Bipolar disorder (sometimes still referred to as manic-depressive disorder) is a mood disorder characterized by dramatic variations in mood ranging from depressed to manic. Group therapy is an excellent option for individuals who struggle with bipolar disorder. You can read more about bipolar disorder here.
Yet even without going into more detail, we have to agree that first sentence is a lot to take in. The great dilemma for someone (including us as therapists) who doesn’t organize an understanding of who people are around labels and diagnoses is how to take seriously the very serious problems that come with bipolar disorder without relating to a person with that diagnosis as that diagnosis.
For some, bipolar can be life-threatening. It’s a serious matter requiring serious care, and any therapist who takes on a patient with bipolar has a responsibility to see that everything is in place that can be to minimize the risk of harm.
People are not their diagnoses. Taking a diagnosis seriously is not the same thing as relating to someone as damaged, crazy, weak, broken, or otherwise incapable of creating their lives. What we assume when we organize therapy for someone with bipolar disorder around their bipolar disorder is that the only benefit they could possibly receive from therapy is keeping their bipolar disorder under control. Of course, this couldn’t possibly be so.
What’s more, this perspective makes the mistake of forgetting that no one is a collection of disorders or diseases or issues. Human beings are complicated creatures capable of all sorts of things, chiefly among them (from our perspective) is growth!
So, why group therapy and bipolar?
Largely the answer is the same case made in many ways in favor of group therapy in other parts of this site. But we’ll add some merits to the list. Having a group of people who know you, know your moods and the warning signs is a great help with a disorder like bipolar where moods can shift, often suddenly and dangerously. Group therapy is a terrific context for creating a stable life with the consistency those with bipolar need. Finally, bipolar often comes with a debilitating stigma. Having a context where the struggles, often embarrassing, can be shared with others can help break the stigma.

> _What you need to do_
• 1. In the passage on bipolar disorder and group therapy, what older name is sometimes still used for bipolar disorder?
• 2. Reproduce the part of the passage on bipolar disorder and group therapy from "People are not" to "possibly be so." word for word.
The entries come from a different source than the passage on bipolar disorder and group therapy.

> _Provided data_

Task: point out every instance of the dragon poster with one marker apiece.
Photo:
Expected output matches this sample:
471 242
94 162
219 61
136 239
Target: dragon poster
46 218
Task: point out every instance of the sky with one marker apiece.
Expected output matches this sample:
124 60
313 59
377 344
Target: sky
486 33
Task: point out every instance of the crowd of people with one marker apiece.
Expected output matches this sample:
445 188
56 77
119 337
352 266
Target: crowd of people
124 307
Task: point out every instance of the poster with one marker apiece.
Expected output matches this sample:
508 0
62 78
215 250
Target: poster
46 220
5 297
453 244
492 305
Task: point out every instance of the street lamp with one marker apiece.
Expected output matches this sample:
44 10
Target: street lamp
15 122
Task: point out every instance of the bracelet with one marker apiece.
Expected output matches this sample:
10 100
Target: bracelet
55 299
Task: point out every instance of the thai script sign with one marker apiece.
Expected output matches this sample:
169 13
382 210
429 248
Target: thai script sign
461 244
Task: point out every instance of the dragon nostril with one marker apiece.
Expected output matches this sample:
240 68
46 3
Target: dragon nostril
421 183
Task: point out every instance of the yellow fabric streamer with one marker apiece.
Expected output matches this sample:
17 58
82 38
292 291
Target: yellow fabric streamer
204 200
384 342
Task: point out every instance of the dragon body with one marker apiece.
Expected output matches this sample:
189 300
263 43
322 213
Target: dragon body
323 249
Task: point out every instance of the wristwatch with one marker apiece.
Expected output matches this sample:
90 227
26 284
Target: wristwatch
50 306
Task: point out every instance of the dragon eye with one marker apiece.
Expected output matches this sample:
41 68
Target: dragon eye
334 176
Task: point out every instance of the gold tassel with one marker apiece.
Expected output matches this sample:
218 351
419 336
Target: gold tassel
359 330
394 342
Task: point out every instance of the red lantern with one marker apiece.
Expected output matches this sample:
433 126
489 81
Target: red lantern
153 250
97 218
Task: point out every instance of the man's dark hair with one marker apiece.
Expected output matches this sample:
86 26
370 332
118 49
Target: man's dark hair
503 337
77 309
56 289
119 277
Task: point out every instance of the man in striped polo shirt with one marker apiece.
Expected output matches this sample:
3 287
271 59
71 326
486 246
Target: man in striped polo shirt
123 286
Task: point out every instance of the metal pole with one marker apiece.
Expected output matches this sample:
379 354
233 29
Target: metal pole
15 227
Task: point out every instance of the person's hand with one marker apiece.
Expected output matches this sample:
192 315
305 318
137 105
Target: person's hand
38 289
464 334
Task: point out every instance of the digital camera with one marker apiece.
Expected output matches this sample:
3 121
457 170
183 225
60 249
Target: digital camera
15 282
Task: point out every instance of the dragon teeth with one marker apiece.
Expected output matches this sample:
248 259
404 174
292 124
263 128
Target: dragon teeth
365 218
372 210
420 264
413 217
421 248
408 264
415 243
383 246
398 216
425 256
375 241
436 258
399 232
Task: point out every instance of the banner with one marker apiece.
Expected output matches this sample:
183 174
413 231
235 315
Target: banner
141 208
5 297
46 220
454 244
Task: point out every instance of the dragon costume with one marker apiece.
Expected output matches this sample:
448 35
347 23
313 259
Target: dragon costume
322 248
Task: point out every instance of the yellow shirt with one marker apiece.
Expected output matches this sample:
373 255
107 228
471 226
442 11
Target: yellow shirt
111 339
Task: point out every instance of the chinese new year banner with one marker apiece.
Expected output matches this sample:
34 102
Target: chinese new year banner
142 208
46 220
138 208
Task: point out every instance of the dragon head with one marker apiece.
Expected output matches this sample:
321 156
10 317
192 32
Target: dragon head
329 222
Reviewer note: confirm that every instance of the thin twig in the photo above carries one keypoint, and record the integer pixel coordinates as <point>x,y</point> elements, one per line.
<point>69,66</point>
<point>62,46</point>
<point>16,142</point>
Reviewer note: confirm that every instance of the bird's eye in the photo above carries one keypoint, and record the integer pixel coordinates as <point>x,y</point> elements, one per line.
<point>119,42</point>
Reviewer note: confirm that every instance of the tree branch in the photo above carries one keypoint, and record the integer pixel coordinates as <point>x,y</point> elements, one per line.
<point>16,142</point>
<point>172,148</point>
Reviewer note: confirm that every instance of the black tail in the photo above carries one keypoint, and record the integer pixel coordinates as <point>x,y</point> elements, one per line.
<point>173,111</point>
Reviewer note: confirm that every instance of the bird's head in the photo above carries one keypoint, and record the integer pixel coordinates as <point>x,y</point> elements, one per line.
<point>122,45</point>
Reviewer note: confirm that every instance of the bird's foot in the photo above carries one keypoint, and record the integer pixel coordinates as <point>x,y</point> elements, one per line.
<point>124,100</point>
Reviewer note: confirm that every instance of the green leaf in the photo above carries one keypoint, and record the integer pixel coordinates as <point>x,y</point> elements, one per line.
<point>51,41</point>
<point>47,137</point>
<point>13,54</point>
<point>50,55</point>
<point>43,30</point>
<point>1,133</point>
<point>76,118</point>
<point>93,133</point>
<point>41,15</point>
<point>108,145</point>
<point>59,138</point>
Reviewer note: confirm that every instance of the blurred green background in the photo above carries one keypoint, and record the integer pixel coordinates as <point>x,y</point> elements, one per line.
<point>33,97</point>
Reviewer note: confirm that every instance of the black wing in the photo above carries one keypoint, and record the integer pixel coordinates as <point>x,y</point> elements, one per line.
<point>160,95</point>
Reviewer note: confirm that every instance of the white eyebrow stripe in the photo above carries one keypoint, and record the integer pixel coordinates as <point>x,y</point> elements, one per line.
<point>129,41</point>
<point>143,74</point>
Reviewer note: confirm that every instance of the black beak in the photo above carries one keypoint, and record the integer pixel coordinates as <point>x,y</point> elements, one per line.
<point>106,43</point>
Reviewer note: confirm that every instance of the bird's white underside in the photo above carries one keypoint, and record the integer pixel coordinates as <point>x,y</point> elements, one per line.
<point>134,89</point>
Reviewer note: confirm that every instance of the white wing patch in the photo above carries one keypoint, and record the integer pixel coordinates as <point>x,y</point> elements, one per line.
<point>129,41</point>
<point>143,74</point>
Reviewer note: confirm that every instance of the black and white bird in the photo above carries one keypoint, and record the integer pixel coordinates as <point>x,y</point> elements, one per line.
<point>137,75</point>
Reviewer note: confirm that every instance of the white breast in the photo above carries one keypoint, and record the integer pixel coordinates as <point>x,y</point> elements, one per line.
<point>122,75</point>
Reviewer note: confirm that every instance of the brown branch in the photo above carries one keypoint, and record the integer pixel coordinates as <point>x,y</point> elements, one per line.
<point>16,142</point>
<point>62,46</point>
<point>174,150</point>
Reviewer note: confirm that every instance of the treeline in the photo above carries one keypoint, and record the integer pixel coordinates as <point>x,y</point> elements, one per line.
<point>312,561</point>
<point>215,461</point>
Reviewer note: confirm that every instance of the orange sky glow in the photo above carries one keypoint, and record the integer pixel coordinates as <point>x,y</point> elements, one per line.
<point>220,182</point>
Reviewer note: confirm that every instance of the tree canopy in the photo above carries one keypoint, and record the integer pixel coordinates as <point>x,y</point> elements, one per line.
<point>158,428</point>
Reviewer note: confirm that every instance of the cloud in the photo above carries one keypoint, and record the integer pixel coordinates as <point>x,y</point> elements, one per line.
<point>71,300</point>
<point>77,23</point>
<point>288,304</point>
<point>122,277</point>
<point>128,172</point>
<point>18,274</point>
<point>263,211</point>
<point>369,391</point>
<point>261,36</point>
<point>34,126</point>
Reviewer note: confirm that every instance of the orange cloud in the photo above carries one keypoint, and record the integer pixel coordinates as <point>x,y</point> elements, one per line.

> _Task results_
• 1. Manic-depressive disorder.

• 2.
People are not their diagnoses. Taking a diagnosis seriously is not the same thing as relating to someone as damaged, crazy, weak, broken, or otherwise incapable of creating their lives. What we assume when we organize therapy for someone with bipolar disorder around their bipolar disorder is that the only benefit they could possibly receive from therapy is keeping their bipolar disorder under control. Of course, this couldn’t possibly be so.